Data for this exercise
_ _ _ _ _ _ _

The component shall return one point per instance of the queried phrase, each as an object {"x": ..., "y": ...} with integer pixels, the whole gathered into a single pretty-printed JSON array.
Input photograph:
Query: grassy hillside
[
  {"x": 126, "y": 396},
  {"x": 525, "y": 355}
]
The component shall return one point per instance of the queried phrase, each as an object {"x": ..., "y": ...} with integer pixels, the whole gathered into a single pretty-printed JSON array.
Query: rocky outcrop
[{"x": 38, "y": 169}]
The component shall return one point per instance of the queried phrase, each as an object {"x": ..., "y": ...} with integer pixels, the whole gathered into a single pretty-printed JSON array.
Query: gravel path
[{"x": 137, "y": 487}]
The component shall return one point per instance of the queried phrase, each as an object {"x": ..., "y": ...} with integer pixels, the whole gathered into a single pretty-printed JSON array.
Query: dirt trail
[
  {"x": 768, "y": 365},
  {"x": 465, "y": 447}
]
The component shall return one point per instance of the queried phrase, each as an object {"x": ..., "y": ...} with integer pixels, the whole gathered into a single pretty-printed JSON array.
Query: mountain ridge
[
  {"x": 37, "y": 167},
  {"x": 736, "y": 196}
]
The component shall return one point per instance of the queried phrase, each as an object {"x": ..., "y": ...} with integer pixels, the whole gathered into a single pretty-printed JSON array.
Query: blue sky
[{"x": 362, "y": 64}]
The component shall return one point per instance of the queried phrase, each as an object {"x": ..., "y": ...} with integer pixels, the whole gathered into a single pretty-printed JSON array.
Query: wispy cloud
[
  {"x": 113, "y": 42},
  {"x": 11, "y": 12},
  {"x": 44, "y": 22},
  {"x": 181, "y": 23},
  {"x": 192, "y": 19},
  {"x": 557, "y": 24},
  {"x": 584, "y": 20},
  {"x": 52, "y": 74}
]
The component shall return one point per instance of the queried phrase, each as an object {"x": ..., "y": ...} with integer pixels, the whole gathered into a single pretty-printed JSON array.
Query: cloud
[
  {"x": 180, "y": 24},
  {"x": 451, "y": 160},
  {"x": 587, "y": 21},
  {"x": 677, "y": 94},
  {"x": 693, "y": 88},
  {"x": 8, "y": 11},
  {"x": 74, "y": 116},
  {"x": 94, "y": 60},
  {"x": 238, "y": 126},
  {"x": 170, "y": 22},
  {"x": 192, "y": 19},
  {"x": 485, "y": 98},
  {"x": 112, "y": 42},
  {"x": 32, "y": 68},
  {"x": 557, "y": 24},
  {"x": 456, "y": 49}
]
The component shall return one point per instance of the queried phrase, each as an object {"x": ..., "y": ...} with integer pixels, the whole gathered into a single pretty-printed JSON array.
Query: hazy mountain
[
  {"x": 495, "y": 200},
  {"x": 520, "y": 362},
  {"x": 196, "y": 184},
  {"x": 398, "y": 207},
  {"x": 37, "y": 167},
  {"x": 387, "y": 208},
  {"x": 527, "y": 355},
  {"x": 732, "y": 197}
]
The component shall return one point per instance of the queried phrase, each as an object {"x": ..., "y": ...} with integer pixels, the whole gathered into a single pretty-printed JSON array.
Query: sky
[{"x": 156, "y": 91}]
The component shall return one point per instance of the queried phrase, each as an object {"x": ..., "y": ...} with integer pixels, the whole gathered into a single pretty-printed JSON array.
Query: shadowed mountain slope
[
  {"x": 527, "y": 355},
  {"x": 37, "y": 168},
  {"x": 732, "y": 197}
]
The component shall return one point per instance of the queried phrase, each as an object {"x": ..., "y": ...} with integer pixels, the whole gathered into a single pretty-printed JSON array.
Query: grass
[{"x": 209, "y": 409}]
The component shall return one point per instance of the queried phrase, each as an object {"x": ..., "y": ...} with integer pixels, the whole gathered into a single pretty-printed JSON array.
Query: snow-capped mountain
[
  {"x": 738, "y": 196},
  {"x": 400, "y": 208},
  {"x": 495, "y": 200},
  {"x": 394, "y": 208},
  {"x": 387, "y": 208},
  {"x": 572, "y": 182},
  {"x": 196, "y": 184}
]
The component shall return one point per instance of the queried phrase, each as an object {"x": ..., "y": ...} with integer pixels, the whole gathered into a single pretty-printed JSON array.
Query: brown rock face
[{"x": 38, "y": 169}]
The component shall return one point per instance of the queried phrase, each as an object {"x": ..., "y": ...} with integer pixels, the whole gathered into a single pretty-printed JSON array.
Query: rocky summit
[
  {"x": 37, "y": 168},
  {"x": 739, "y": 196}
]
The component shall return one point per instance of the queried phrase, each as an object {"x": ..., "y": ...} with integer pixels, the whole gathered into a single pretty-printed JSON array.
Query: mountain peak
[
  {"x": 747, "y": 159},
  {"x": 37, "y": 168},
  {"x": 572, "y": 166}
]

_ _ _ _ _ _ _

Your task is to reproduce all of the records exactly.

The component shall return one point per instance of the queried phrase, each as an object {"x": ..., "y": ...} with integer pixels, the whole gathered into a single pretty-printed JSON array.
Input photograph:
Query: grassy hillside
[
  {"x": 126, "y": 396},
  {"x": 525, "y": 355}
]
The component shall return one point per instance of the queried phrase, each as an object {"x": ..., "y": ...} with integer pixels, the whole gathered into a single pretty-printed JSON array.
Query: rocky outcrop
[{"x": 38, "y": 169}]
The component shall return one point per instance of the queried phrase, each as an object {"x": ..., "y": ...} with integer pixels, the whole gathered into a single pretty-printed JSON array.
Query: gravel path
[{"x": 137, "y": 487}]
The component shall return one point per instance of the queried phrase, each as an object {"x": ..., "y": ...} with integer pixels, the whole gathered into a single pretty-printed JSON array.
Query: dirt trail
[
  {"x": 768, "y": 365},
  {"x": 465, "y": 447}
]
The component shall return one point per instance of the queried phrase, each as an object {"x": ..., "y": ...} with integer pixels, the whole gathered into a single pretty-printed JSON array.
Query: mountain ridge
[
  {"x": 37, "y": 167},
  {"x": 736, "y": 196}
]
The component shall return one point per instance of the queried phrase, each as an object {"x": ..., "y": ...} with integer pixels, the whole gathered into a single pretty-printed JSON array.
Query: blue sky
[{"x": 362, "y": 64}]
The component shall return one point per instance of the queried phrase, each as an object {"x": ..., "y": ...} with integer pixels, the whole gathered into a single pretty-printed JSON array.
Query: wispy cloud
[
  {"x": 113, "y": 42},
  {"x": 11, "y": 12},
  {"x": 44, "y": 22},
  {"x": 181, "y": 23},
  {"x": 192, "y": 19},
  {"x": 557, "y": 24},
  {"x": 584, "y": 20},
  {"x": 52, "y": 74}
]
The component shall return one point per instance of the queried phrase, each as an object {"x": ..., "y": ...} with integer pixels, the whole gathered into a single pretty-printed JSON array.
Query: cloud
[
  {"x": 180, "y": 24},
  {"x": 451, "y": 160},
  {"x": 587, "y": 21},
  {"x": 677, "y": 94},
  {"x": 693, "y": 88},
  {"x": 8, "y": 11},
  {"x": 74, "y": 116},
  {"x": 94, "y": 60},
  {"x": 238, "y": 126},
  {"x": 170, "y": 22},
  {"x": 192, "y": 19},
  {"x": 485, "y": 98},
  {"x": 112, "y": 42},
  {"x": 32, "y": 68},
  {"x": 557, "y": 24},
  {"x": 456, "y": 49}
]
The component shall return one point per instance of the queried phrase, each as an object {"x": ..., "y": ...} with integer pixels, the whole gathered into a single pretty-printed JSON array.
Query: hazy mountain
[
  {"x": 495, "y": 200},
  {"x": 520, "y": 362},
  {"x": 196, "y": 184},
  {"x": 398, "y": 207},
  {"x": 37, "y": 167},
  {"x": 387, "y": 208},
  {"x": 527, "y": 355},
  {"x": 732, "y": 197}
]
The component shall return one point per instance of the queried phrase, each as an object {"x": ..., "y": ...} with integer pixels, the whole gathered into a single pretty-printed JSON array.
Query: sky
[{"x": 156, "y": 91}]
The component shall return one point per instance of the queried phrase, each as an object {"x": ..., "y": ...} with integer pixels, the whole gathered into a single pretty-printed JSON array.
Query: shadowed mountain slope
[
  {"x": 527, "y": 355},
  {"x": 37, "y": 168},
  {"x": 732, "y": 197}
]
The component shall return one point per instance of the queried phrase, each as an object {"x": ..., "y": ...} with integer pixels, the whole gathered into a single pretty-printed JSON array.
Query: grass
[{"x": 209, "y": 409}]
The component shall return one point per instance of the queried phrase, each as an object {"x": ..., "y": ...} with integer pixels, the whole gathered into a single pretty-printed JSON array.
Query: snow-capped mountain
[
  {"x": 738, "y": 196},
  {"x": 400, "y": 208},
  {"x": 495, "y": 200},
  {"x": 394, "y": 208},
  {"x": 387, "y": 208},
  {"x": 572, "y": 182},
  {"x": 196, "y": 184}
]
The component shall return one point per instance of the queried phrase, each as an object {"x": ..., "y": ...} with integer pixels, the whole gathered into a single pretty-printed JSON array.
Query: brown rock face
[{"x": 38, "y": 169}]
The component shall return one point per instance of the queried phrase, each as an object {"x": ..., "y": ...} with integer pixels, the whole gathered into a single pretty-printed JSON array.
Query: rocky summit
[
  {"x": 37, "y": 168},
  {"x": 739, "y": 196}
]
The component shall return one point per instance of the queried phrase, each as an object {"x": ..., "y": ...} with integer pixels, the whole gathered into a single pretty-printed JSON array.
Query: mountain peak
[
  {"x": 747, "y": 159},
  {"x": 37, "y": 168},
  {"x": 572, "y": 166}
]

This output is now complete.